● TASK OBJECTIVE
Transcribe every line of the records verbatim.

● RECORDS TO USE

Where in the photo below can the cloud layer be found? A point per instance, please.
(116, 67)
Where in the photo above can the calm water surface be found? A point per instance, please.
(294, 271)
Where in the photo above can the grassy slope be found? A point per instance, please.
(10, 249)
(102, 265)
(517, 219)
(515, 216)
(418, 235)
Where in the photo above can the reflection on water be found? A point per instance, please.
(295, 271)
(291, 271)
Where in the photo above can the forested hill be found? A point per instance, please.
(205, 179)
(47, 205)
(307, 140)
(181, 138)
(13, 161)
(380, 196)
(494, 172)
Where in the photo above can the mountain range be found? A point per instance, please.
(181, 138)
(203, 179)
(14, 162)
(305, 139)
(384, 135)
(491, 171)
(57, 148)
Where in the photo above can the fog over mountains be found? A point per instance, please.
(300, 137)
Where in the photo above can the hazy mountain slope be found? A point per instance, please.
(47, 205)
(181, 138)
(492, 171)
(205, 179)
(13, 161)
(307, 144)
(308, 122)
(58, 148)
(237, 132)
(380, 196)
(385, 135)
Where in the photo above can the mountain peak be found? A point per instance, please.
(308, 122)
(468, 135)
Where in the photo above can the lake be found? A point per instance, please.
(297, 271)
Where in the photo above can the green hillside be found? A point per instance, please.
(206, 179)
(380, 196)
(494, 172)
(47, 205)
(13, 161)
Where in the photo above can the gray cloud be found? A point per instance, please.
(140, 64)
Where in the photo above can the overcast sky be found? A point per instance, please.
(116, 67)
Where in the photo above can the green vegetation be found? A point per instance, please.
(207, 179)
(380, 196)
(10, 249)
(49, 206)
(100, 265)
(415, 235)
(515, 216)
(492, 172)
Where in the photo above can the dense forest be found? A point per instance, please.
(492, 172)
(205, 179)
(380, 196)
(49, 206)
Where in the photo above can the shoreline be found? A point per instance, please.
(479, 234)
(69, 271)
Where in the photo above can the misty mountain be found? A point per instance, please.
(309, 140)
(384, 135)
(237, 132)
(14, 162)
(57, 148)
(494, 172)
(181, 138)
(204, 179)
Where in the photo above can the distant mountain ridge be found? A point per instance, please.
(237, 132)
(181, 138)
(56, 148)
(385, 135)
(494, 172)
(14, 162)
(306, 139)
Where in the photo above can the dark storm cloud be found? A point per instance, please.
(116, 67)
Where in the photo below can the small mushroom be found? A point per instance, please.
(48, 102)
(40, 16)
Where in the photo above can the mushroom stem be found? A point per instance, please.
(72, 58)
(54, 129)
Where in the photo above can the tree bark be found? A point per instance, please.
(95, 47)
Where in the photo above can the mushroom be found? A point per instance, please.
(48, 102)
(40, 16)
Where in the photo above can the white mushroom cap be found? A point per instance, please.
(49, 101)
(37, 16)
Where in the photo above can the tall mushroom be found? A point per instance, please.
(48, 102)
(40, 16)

● RESPONSE
Where in the photo below can the cloud layer be found? A point per instance, please.
(116, 67)
Where in the photo above can the calm water surface be found? A point per instance, please.
(294, 271)
Where in the photo above can the grassy slope be found? A point per instance, please.
(10, 249)
(102, 265)
(517, 219)
(515, 216)
(418, 235)
Where in the photo above can the reflection on water be found? A point per instance, please.
(295, 271)
(291, 271)
Where in the photo above can the forested hill be found? A point per instance, please.
(205, 179)
(47, 205)
(307, 140)
(181, 138)
(13, 161)
(380, 196)
(494, 172)
Where in the photo above can the mountain range be found? A point per instance, please.
(181, 138)
(203, 179)
(14, 162)
(305, 139)
(384, 135)
(491, 171)
(57, 148)
Where in the photo above can the fog over mountains be found? A point per instance, please.
(300, 137)
Where in the photo above can the hazy mountain slope be found? A point per instance, please.
(47, 205)
(181, 138)
(492, 171)
(205, 179)
(13, 161)
(307, 144)
(308, 122)
(58, 148)
(237, 132)
(380, 196)
(385, 135)
Where in the photo above can the mountain peak be found? A point per instance, please.
(308, 122)
(468, 135)
Where in the photo above can the lake be found? A point per instance, please.
(297, 271)
Where in the photo above can the green hillside be found? A point per instance, please.
(206, 179)
(380, 196)
(494, 172)
(47, 205)
(13, 161)
Where in the photo above can the gray cloud be found? A point per instance, please.
(140, 64)
Where in the photo above can the overcast sky be found? A point per instance, please.
(116, 67)
Where in the photo above can the green vegetation be found? A point per instance, please.
(207, 179)
(380, 196)
(10, 249)
(49, 206)
(100, 265)
(415, 235)
(515, 216)
(492, 172)
Where in the photo above can the dense forest be found? A point per instance, please.
(492, 172)
(205, 179)
(380, 196)
(49, 206)
Where in the photo above can the shoreline be found? A point per instance, please.
(479, 234)
(69, 271)
Where in the photo above can the misty mountain be found? A point per instance, please.
(309, 140)
(384, 135)
(237, 132)
(14, 162)
(57, 148)
(494, 172)
(181, 138)
(204, 179)
Where in the photo above can the distant mountain ridge be found? A point per instance, please.
(237, 132)
(181, 138)
(56, 148)
(385, 135)
(494, 172)
(14, 162)
(306, 139)
Where in the photo above can the dark storm cloud be found? A point per instance, please.
(116, 67)
Where in the photo below can the small mushroom be found? A point per instance, please.
(48, 102)
(40, 16)
Where in the photo above can the mushroom stem be found? A point per instance, please.
(72, 58)
(54, 129)
Where in the photo above can the tree bark be found? A point per instance, please.
(95, 47)
Where in the photo above can the mushroom be found? A point per instance, please.
(48, 102)
(40, 16)
Where in the photo above can the white mushroom cap be found? A point per instance, please.
(49, 101)
(37, 16)
Where in the photo above can the tall mushroom be found? A point per instance, please.
(48, 102)
(40, 16)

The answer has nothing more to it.